Dataset entries:
[start]
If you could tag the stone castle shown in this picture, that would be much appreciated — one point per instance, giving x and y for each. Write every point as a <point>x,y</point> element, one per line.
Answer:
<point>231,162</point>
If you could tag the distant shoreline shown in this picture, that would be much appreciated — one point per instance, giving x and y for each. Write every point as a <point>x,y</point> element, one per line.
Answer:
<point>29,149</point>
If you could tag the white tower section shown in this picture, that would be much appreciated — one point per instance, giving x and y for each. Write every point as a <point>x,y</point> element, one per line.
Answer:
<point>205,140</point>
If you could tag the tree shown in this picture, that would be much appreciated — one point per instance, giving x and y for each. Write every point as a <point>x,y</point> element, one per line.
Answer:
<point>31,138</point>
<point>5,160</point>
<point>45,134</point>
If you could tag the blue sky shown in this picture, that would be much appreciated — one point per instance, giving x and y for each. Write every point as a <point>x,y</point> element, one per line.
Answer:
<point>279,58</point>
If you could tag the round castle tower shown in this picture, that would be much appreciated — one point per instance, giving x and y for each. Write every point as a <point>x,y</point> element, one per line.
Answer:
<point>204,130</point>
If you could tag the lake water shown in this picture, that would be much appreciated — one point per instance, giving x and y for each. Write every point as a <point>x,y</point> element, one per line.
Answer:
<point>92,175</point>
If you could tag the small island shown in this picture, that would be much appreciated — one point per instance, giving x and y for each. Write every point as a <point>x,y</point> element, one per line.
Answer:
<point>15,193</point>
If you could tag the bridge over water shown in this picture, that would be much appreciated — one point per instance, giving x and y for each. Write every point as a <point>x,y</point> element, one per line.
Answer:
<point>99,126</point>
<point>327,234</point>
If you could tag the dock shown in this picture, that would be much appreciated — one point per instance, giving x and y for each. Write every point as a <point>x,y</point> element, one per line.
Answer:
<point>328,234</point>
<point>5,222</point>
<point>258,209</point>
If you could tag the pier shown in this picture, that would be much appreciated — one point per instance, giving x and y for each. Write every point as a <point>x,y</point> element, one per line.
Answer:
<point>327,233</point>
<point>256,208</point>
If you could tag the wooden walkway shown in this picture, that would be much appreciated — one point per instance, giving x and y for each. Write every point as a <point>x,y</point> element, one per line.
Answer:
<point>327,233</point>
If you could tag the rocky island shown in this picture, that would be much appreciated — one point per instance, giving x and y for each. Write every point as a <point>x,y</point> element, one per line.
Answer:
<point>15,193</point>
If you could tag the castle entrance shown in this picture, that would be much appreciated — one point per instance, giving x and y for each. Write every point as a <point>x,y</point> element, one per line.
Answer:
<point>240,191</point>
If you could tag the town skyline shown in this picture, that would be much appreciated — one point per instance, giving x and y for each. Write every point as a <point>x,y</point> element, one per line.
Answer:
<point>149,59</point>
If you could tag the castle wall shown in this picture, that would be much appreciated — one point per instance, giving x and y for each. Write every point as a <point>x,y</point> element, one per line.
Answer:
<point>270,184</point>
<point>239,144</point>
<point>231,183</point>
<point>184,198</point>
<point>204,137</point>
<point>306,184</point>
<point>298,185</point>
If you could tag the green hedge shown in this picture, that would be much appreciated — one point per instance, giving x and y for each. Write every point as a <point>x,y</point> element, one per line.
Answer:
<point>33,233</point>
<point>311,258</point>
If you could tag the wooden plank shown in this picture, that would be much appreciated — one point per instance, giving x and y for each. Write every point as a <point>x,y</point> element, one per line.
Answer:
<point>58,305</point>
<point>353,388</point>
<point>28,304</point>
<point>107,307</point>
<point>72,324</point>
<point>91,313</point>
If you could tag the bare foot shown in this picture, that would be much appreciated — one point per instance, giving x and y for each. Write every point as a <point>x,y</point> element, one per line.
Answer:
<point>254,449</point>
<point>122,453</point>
[end]
**TO DO**
Copy the records above exactly.

**EXERCISE SOLUTION**
If you could tag the stone castle shown in this picture, that would be much appreciated — one point per instance, giving x and y for each. Write every point as a <point>x,y</point> element, one per line.
Answer:
<point>231,162</point>
If you could tag the distant shoreline shown in this picture, that would be much appreciated — one point per instance, giving x and y for each. Write every point as a <point>x,y</point> element, one per line.
Answer:
<point>29,149</point>
If you could tag the white tower section shown in this picture, that would be much appreciated — one point per instance, giving x and y for each. Write every point as a <point>x,y</point> element, one per line.
Answer:
<point>205,140</point>
If you could tag the tree shown in this picture, that would be much appreciated — one point per instance, giving x and y for each. Write every point as a <point>x,y</point> element, one per line.
Answer:
<point>31,138</point>
<point>5,160</point>
<point>45,134</point>
If you could tag the blue sky shown in this picture, that would be much appreciated — one point per instance, giving x and y for each. Write every point as a <point>x,y</point> element, one per line.
Answer:
<point>279,58</point>
If you could tag the round castle tower shown in this picture, that would be much appreciated — one point per instance, giving x and y for each. Write every point as a <point>x,y</point> element, one per line.
Answer:
<point>204,130</point>
If you could tag the lake water shown in this picture, that would be much appreciated — one point per instance, giving x and y for each. Write every point as a <point>x,y</point> element, one per line.
Answer:
<point>92,175</point>
If you could tag the small island shown in this picture, that would be much appreciated — one point per instance, giving x and y for each. Write every point as a <point>x,y</point> element, one per line.
Answer:
<point>15,193</point>
If you could tag the bridge over water shown in this picture, that would be much appreciated — one point per instance, giving x and y for each. Write every point as a <point>x,y</point> element, one per line.
Answer:
<point>99,126</point>
<point>327,234</point>
If you could tag the dock shown in this picture, that would be much appreciated — one point per instance, giving x and y for each. Write every point as a <point>x,y</point> element, one per line.
Answer:
<point>328,234</point>
<point>5,222</point>
<point>258,209</point>
If you could tag the pier shown in this picture, that would be much appreciated — one point per instance, giving x and y for each. Write every point as a <point>x,y</point> element, one per line.
Answer:
<point>327,233</point>
<point>256,208</point>
If you could tag the wooden walkway shown in this picture, that would be much appreciated — one point per instance, giving x and y for each. Write every point as a <point>x,y</point> element, one per line.
Answer:
<point>327,233</point>
If you could tag the rocky island shown in this picture, that would be much appreciated — one point per instance, giving x and y for each. Write every point as a <point>x,y</point> element, one per line.
Answer:
<point>15,193</point>
If you could tag the castle entrance shown in this picture, that would be much appreciated — one point per instance, giving x and y for each. Write every point as a <point>x,y</point> element, one per line.
Answer:
<point>240,191</point>
If you could tag the town skyline shown in this picture, that would be much appreciated — one point per instance, giving x and y for each. Write every point as a <point>x,y</point> element, one per line.
Answer:
<point>149,59</point>
If you could tag the castle wall shown in this picture, that would be much appreciated — one point per instance, giving x and y for each. Write every point as a <point>x,y</point> element, one per line.
Answer:
<point>270,184</point>
<point>239,144</point>
<point>231,183</point>
<point>184,198</point>
<point>204,137</point>
<point>306,184</point>
<point>298,185</point>
If you could tag the green hedge shown in this picture, that would be much appreciated — one point per instance, giving x and y for each. Write every point as a <point>x,y</point> element, one per line.
Answer:
<point>33,233</point>
<point>311,258</point>
If you could tag the wooden plank shown in this picture, that would be much appreciated — one point per instance, giving x and y for each. Write every point as a <point>x,y</point> element, one per line.
Answer:
<point>58,305</point>
<point>353,388</point>
<point>28,304</point>
<point>107,307</point>
<point>72,324</point>
<point>91,313</point>
If you could tag the bare foot shown in this picture, that would be much appreciated — one point per instance, giving x and y for each. Write every point as a <point>x,y</point> element, one per line.
Answer:
<point>254,449</point>
<point>122,453</point>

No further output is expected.